__Written problem 1__:
Answer these from the Michael Rubin profile:
(a) Which date does Rubin call life-changing?
(b) What did Rubin sell door to door when he was eight?
(c) What money did he use to open Mike's Ski Shop at 14?
__Written problem 2__: How would you translate this sentence from the Michael Rubin profile into Spanish: "He made his first million before he could legally drink."

__Excerpt to read__:
◆ ◆ ◆ ◆ ◆ ◆ ◆
The Most Woke Billionaire On Earth

Main Line entrepreneur and 76ers co-owner Michael Rubin’s eyes were opened to the criminal injustice system through his friend Meek Mill. Now he’s on the case.

Main Line entrepreneur and 76ers co-owner Michael Rubin’s eyes were opened to the criminal injustice system through his friend Meek Mill. Now he’s on the case.

The story of Michael Rubin was interesting enough before last November 6, a day he refers to as though it lives in infamy. “November 6, 2017, that was life-changing,” Rubin says today, sitting in his Conshohocken office in shorts, a T-shirt and flip-flops.

Michael Rubin

Before that day, here’s what you would have known about Rubin. He was, in his mid-forties, a hard-charging billionaire, having grown up as something of a business prodigy in the suburbs of Philadelphia. Born to a psychiatrist mother and a veterinarian father, Rubin was somehow blessed with an entrepreneurial gene. He started his first businesses at eight years old, selling vegetable seeds door to door, then overseeing neighborhood kids—his first employees—in a snow shoveling business. 

At 12, he opened a ski tune-up shop in his parent’s basement. At 14, using Bar Mitzvah money, he opened Mike’s Ski Shop in Conshohocken. Before graduating high school, he had five stores; to his parents’ chagrin, he bought a Porsche before he could legally drive. He made his first million before he could legally drink.
◆ ◆ ◆ ◆ ◆ ◆ ◆
__Entries shown__:

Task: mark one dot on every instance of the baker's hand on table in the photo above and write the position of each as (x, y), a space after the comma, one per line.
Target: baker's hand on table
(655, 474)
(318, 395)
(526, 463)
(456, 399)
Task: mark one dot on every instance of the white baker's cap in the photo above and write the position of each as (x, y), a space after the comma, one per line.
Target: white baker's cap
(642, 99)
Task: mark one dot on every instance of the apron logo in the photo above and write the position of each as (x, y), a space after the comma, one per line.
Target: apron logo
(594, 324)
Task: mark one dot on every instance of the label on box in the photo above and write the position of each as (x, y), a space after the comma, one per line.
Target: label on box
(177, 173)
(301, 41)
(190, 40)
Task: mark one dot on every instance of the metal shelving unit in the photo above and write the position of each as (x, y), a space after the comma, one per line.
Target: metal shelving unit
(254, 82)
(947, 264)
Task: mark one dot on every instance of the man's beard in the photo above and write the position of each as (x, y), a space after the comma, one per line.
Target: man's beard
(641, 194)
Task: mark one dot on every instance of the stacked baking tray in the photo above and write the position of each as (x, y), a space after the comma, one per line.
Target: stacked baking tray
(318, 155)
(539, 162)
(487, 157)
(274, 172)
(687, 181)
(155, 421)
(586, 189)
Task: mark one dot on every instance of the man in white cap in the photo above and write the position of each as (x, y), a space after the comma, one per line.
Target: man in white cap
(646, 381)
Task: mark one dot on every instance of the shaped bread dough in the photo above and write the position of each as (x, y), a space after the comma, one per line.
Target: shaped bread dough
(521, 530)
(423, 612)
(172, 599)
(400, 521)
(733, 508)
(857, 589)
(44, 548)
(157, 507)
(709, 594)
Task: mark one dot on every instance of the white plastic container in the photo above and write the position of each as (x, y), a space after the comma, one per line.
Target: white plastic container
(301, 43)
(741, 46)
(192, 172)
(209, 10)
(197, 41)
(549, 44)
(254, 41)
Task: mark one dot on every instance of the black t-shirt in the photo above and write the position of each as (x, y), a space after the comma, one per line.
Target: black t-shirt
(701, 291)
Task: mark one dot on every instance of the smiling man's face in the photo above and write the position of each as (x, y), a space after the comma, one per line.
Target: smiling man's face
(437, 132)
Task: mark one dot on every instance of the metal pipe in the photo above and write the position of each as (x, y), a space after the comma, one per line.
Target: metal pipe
◆ ◆ ◆ ◆ ◆ ◆ ◆
__Exercise output 1__:
(a) November 6, 2017
(b) Vegetable seeds
(c) His Bar Mitzvah money

__Exercise output 2__: Ganó su primer millón antes de poder beber legalmente.